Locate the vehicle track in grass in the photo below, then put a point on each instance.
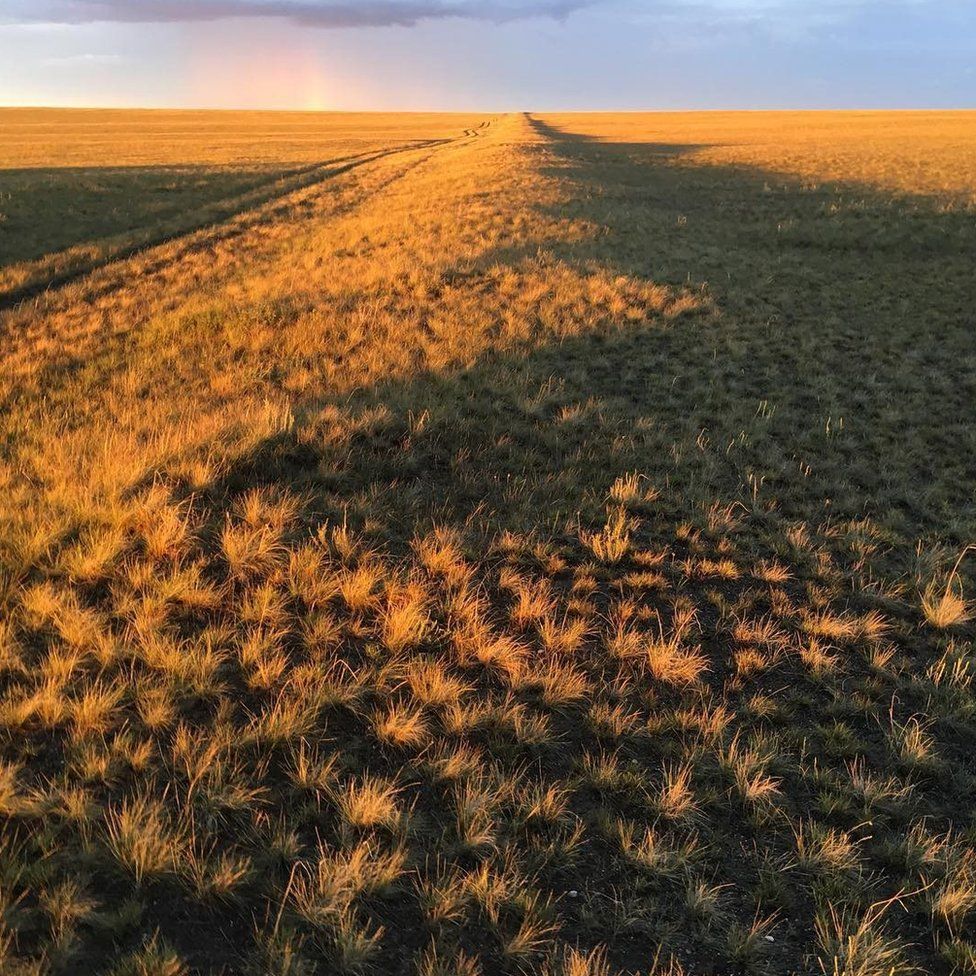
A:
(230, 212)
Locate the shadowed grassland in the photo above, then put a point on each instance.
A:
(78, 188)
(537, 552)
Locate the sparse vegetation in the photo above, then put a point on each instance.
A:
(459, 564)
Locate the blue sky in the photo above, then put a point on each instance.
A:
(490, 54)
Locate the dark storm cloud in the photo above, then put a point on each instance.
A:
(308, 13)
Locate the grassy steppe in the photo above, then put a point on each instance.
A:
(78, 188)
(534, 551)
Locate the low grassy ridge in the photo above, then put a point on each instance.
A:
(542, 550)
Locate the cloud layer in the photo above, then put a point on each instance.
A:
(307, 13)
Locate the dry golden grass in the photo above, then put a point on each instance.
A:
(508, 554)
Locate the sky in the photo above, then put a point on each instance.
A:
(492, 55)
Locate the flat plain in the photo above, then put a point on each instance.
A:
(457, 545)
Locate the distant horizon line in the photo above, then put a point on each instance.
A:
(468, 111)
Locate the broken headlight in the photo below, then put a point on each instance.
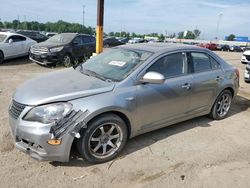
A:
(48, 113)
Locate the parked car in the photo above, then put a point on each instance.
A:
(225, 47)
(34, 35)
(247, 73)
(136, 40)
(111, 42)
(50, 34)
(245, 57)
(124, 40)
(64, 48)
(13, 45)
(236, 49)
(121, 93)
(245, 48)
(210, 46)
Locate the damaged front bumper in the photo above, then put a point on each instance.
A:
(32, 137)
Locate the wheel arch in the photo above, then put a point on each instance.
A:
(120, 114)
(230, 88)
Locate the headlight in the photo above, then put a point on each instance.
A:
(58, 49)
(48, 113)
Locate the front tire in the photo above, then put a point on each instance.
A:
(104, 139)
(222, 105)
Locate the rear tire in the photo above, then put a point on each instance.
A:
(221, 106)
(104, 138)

__________________________________________________

Everything from the line that contains "Locate the front" through the final line of the listing is to be restated word for word, and nothing more.

> Solution for this problem
Locate the front tire in the photo above, then put a point on each instance.
A:
(104, 139)
(222, 105)
Locate the rear tire in the photo above, then put a point on each instance.
A:
(221, 106)
(104, 138)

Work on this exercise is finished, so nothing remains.